▶ **GOAL**: Give the lines from the one containing "TARGET = paved road" through the end of the lines as a numbered list, leaving out blank lines.

▶ **TASK DATA**:
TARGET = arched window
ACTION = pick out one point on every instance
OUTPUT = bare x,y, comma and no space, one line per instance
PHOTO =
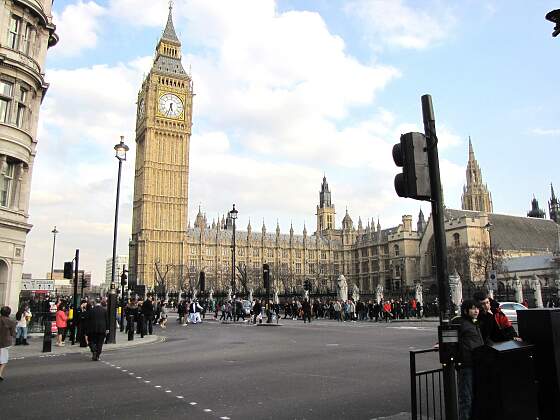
456,239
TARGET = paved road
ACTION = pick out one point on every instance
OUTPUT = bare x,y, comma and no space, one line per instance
218,371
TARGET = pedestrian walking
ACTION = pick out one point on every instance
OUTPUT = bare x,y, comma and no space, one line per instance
470,338
7,334
97,328
61,324
23,316
163,315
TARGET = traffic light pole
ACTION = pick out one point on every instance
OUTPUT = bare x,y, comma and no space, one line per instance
449,381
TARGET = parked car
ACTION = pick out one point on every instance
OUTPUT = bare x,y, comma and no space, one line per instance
510,309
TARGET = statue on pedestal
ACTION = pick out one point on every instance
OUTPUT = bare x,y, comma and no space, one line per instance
456,288
518,288
342,288
379,293
418,294
536,286
355,293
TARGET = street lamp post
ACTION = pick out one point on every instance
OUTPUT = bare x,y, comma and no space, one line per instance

▶ **TASK OUTPUT**:
1. TARGET = paved road
2. ACTION = pick out one point on every instance
3. OUTPUT = bare x,y, comma and no space, one line per instance
4. 218,371
5. TARGET = pedestrian walking
6. ACTION = pick out one point on every instance
7. OUTPUT = bare x,y, comma and no space, one line per instance
8. 470,338
9. 7,334
10. 97,328
11. 61,324
12. 23,316
13. 163,315
14. TARGET = traffic light pole
15. ACTION = pick out one point on every instance
16. OUTPUT = bare x,y, comma and no space, one line per instance
17. 449,381
18. TARGET = parked car
19. ACTION = pick out one point on every instance
20. OUTPUT = bare x,y, comma and no space, one line per instance
21. 510,309
22. TARGET = statue on pedestal
23. ACTION = pick out one point on every instance
24. OUTPUT = bare x,y, comma and no space, one line per instance
25. 456,288
26. 518,288
27. 342,288
28. 379,293
29. 418,294
30. 536,286
31. 355,293
32. TARGET = street lamp post
33. ACTION = pick out one point on every instance
34. OUTPUT = bare x,y, comma and no space, one line per instance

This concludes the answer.